→ **What the exercise asks**: Compute the number of lines in the following data that include the word "wall", and output that number alone.

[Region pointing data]

-*-*-

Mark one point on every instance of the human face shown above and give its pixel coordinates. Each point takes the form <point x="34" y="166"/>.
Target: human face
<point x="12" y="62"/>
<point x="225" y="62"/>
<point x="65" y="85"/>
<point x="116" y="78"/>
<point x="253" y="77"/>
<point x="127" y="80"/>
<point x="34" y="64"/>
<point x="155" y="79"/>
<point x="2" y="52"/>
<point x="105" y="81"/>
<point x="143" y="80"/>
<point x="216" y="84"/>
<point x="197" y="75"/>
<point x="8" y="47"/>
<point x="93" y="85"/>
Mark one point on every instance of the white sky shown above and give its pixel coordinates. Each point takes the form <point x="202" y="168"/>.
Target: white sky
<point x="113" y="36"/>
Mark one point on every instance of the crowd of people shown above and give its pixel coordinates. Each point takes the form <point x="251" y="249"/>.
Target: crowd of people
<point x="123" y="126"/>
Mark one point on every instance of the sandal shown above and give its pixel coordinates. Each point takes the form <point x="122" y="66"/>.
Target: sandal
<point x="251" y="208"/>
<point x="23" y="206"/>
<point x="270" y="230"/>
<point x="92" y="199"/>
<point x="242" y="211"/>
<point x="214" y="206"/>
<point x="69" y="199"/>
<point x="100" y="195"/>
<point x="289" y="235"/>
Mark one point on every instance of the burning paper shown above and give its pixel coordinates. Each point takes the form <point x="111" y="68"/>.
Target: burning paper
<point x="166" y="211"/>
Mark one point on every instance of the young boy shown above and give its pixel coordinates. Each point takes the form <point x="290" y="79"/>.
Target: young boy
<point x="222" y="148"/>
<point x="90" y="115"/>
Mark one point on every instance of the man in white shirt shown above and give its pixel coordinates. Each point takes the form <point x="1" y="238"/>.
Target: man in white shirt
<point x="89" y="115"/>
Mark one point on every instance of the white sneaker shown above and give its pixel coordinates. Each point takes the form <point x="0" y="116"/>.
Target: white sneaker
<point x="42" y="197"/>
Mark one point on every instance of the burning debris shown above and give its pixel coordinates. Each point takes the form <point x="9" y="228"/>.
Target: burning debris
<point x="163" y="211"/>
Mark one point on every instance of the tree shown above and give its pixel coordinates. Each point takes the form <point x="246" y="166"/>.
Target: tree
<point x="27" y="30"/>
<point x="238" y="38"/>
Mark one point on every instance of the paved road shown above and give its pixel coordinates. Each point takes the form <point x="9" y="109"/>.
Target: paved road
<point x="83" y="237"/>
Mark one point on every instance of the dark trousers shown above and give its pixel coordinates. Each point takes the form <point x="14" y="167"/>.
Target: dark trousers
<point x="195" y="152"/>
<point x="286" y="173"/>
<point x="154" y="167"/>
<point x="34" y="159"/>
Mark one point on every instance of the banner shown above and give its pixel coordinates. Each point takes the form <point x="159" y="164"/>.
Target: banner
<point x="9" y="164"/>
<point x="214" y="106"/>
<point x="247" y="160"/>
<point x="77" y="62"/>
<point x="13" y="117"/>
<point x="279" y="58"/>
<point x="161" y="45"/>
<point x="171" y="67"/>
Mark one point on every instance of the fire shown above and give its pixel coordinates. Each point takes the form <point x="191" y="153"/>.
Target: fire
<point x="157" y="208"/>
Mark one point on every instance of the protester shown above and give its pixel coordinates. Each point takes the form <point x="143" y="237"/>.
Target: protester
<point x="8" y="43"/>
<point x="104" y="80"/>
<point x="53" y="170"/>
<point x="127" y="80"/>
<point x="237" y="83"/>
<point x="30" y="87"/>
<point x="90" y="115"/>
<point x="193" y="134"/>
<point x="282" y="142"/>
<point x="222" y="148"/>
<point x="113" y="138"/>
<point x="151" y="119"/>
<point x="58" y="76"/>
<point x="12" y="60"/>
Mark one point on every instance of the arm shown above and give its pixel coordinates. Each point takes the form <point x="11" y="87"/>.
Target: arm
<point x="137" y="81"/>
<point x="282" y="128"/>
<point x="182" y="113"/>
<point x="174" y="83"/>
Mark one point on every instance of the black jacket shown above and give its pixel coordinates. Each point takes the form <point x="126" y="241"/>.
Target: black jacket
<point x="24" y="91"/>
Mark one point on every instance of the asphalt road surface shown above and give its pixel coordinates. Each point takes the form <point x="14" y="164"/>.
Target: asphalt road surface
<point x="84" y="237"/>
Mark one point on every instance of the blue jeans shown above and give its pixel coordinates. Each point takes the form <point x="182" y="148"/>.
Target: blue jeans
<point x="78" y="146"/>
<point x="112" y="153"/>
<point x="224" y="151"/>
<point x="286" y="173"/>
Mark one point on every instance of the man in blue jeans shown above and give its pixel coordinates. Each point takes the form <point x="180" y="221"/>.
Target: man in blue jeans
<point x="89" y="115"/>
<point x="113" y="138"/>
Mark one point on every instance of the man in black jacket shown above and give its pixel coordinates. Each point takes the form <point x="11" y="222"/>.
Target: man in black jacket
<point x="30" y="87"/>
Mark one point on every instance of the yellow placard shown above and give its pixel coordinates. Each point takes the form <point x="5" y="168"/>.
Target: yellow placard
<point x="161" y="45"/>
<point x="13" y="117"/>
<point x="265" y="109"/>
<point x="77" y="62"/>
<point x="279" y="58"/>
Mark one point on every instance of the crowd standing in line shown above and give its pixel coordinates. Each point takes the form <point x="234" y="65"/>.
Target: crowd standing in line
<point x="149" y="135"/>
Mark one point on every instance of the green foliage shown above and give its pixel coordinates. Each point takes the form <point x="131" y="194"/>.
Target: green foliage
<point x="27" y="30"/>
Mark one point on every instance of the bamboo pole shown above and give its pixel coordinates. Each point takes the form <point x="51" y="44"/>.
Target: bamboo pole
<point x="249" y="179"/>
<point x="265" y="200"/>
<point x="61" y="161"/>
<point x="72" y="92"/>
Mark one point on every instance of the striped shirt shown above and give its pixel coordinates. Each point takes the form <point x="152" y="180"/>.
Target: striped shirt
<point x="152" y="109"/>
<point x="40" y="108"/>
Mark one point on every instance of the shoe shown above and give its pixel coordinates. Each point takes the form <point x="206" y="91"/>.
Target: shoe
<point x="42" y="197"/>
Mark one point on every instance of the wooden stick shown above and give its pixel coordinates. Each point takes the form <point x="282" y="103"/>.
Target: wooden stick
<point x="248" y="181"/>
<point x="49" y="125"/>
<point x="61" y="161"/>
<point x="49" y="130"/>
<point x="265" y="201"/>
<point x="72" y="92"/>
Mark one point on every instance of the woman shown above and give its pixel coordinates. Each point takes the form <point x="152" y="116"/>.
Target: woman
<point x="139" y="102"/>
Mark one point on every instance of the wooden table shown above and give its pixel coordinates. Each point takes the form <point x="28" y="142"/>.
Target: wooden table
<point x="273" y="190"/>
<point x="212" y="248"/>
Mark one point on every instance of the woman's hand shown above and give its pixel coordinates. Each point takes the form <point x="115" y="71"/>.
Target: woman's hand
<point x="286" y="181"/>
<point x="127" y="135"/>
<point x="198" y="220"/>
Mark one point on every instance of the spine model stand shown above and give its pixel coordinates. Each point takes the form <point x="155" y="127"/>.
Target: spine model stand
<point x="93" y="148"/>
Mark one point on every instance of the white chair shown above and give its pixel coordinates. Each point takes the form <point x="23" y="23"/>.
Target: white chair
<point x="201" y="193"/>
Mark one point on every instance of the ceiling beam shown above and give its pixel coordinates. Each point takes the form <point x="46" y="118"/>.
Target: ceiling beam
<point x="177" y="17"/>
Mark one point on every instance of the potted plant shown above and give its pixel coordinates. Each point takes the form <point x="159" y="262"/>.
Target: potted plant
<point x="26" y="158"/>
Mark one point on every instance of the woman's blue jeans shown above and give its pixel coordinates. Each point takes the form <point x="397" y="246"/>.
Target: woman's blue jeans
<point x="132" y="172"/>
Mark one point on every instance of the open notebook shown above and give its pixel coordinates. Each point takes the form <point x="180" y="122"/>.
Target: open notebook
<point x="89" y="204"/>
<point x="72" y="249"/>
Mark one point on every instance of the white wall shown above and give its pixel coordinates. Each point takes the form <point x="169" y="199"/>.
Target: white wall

-*-*-

→ **Result of this exercise**: 2